The tasks
1. In the passage about East Wind Over Weehawken, who was Hopper's long-time dealer?
2. Name every person mentioned in the passage about East Wind Over Weehawken.
3. Continue the passage about East Wind Over Weehawken with the next few sentences.

## START Document text

As with all his most successful works, in East Wind Over Weehawken, Hopper maintains a strong sense of place and an overt realism, while seeking to capture what he described in 1933 as "the most exact transcription possible of my most intimate impressions of nature." (as quoted in L. Goodrich, Edward Hopper, New York, 1967, p. 161) Here he masterfully elevates a commonplace subject to express the realities of post-Depression life in America.
Hopper acknowledged East Wind Over Weehawken as one of his most important paintings, writing, "I have always thought of it as one of my best pictures." (unpublished letter to Joseph T. Fraser, April 8, 1952) This sentiment was echoed in 1952 by his long-time dealer, Frank Rehn, who commented, "East Wind Over Weehawken is certainly one of the most Hopperesque canvases he has ever painted." (unpublished letter to Joseph T. Fraser, March 12, 1952)

## END Document text
## START Material provided

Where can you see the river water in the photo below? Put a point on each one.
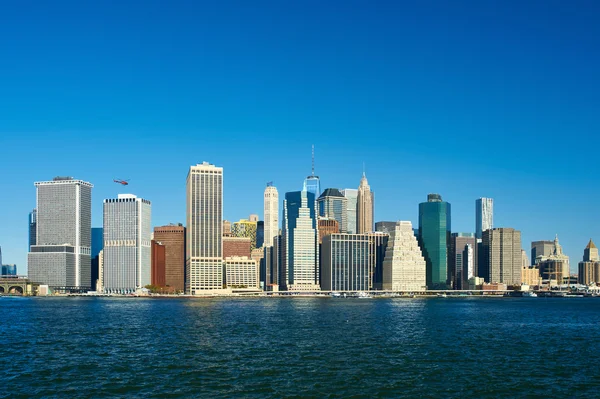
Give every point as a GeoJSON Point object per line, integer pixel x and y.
{"type": "Point", "coordinates": [299, 347]}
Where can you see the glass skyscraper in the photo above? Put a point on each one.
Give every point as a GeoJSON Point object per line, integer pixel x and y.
{"type": "Point", "coordinates": [332, 204]}
{"type": "Point", "coordinates": [434, 234]}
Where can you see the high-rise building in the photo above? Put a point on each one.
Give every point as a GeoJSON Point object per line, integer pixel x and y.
{"type": "Point", "coordinates": [8, 270]}
{"type": "Point", "coordinates": [158, 255]}
{"type": "Point", "coordinates": [61, 254]}
{"type": "Point", "coordinates": [327, 226]}
{"type": "Point", "coordinates": [241, 272]}
{"type": "Point", "coordinates": [555, 266]}
{"type": "Point", "coordinates": [351, 195]}
{"type": "Point", "coordinates": [484, 215]}
{"type": "Point", "coordinates": [461, 268]}
{"type": "Point", "coordinates": [237, 246]}
{"type": "Point", "coordinates": [345, 263]}
{"type": "Point", "coordinates": [204, 262]}
{"type": "Point", "coordinates": [127, 244]}
{"type": "Point", "coordinates": [385, 227]}
{"type": "Point", "coordinates": [541, 248]}
{"type": "Point", "coordinates": [312, 183]}
{"type": "Point", "coordinates": [434, 234]}
{"type": "Point", "coordinates": [226, 228]}
{"type": "Point", "coordinates": [364, 207]}
{"type": "Point", "coordinates": [172, 236]}
{"type": "Point", "coordinates": [97, 245]}
{"type": "Point", "coordinates": [404, 266]}
{"type": "Point", "coordinates": [260, 234]}
{"type": "Point", "coordinates": [245, 228]}
{"type": "Point", "coordinates": [271, 213]}
{"type": "Point", "coordinates": [300, 242]}
{"type": "Point", "coordinates": [333, 205]}
{"type": "Point", "coordinates": [589, 268]}
{"type": "Point", "coordinates": [502, 256]}
{"type": "Point", "coordinates": [32, 227]}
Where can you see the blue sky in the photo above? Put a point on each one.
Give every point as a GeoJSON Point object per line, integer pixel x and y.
{"type": "Point", "coordinates": [462, 98]}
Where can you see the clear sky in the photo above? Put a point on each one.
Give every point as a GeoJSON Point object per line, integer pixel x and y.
{"type": "Point", "coordinates": [464, 98]}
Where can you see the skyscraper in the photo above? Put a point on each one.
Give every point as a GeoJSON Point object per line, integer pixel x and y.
{"type": "Point", "coordinates": [351, 195]}
{"type": "Point", "coordinates": [364, 207]}
{"type": "Point", "coordinates": [589, 268]}
{"type": "Point", "coordinates": [32, 227]}
{"type": "Point", "coordinates": [300, 242]}
{"type": "Point", "coordinates": [204, 260]}
{"type": "Point", "coordinates": [172, 236]}
{"type": "Point", "coordinates": [346, 264]}
{"type": "Point", "coordinates": [434, 233]}
{"type": "Point", "coordinates": [312, 183]}
{"type": "Point", "coordinates": [332, 204]}
{"type": "Point", "coordinates": [458, 265]}
{"type": "Point", "coordinates": [271, 213]}
{"type": "Point", "coordinates": [404, 266]}
{"type": "Point", "coordinates": [61, 256]}
{"type": "Point", "coordinates": [245, 228]}
{"type": "Point", "coordinates": [127, 244]}
{"type": "Point", "coordinates": [484, 215]}
{"type": "Point", "coordinates": [541, 248]}
{"type": "Point", "coordinates": [502, 256]}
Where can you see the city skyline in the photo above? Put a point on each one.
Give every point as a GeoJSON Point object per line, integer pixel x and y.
{"type": "Point", "coordinates": [144, 100]}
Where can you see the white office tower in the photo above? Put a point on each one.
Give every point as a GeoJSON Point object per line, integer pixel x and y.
{"type": "Point", "coordinates": [61, 256]}
{"type": "Point", "coordinates": [404, 264]}
{"type": "Point", "coordinates": [484, 216]}
{"type": "Point", "coordinates": [351, 195]}
{"type": "Point", "coordinates": [127, 239]}
{"type": "Point", "coordinates": [271, 214]}
{"type": "Point", "coordinates": [204, 221]}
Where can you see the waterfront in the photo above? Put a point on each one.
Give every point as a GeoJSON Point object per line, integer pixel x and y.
{"type": "Point", "coordinates": [299, 347]}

## END Material provided

Final results
1. Frank Rehn

2. Edward Hopper, L. Goodrich, Joseph T. Fraser, Frank Rehn

3.
Hopper's early years were spent studying at the New York School of Art under Robert Henri, the leading promoter of the Ashcan School. Here he learned about the American realist tradition that began with Thomas Eakins, who Hopper later acknowledged as "one of his heroes" (as quoted in D. Ottinger, et al., Hopper, Paris, 2012, p. 20) and gained an appreciation for the work of Edouard Manet alongside young luminaries that included Gifford Beal, George Bellows, Rockwell Kent and Guy Pène du Bois. Although the mature style of East Wind Over Weehawken marks a distinct departure from Henri's painterly and bravura depictions of the gritty side of the city, the work reflects Hopper's lifelong adoption of one of the older artist's central teachings: to paint the city and street life he knew best. Henri's early encouragement to look to his surroundings for subject matter stayed with Hopper throughout his career, and the subjects of many of his great works, including East Wind Over Weehawken, are those of quotidian, distinctly American scenes which moved him.
While Hopper's early pictures directly demonstrate Henri's influence with their focus on the bustle of the city, mature works such as East Wind Over Weehawken demonstrate a fundamental shift in both his choice of and his approach to his subject. This distinguished Hopper from his contemporaries and accounts for his singular and lasting artistic vision. In East Wind Over Weekhawken he takes as his subject a sleepy New Jersey town across the Hudson River from Manhattan, where he had traveled on the ferry, seeking architectural inspiration for the home and studio that he and his wife, Jo, were getting ready to build in South Truro on Cape Cod. Here Hopper depicts a characteristically overlooked area on the fringe of the thriving urban hub, presenting an image of the banal reality of American life that captures the overarching character and condition of mid-century existence in the United States.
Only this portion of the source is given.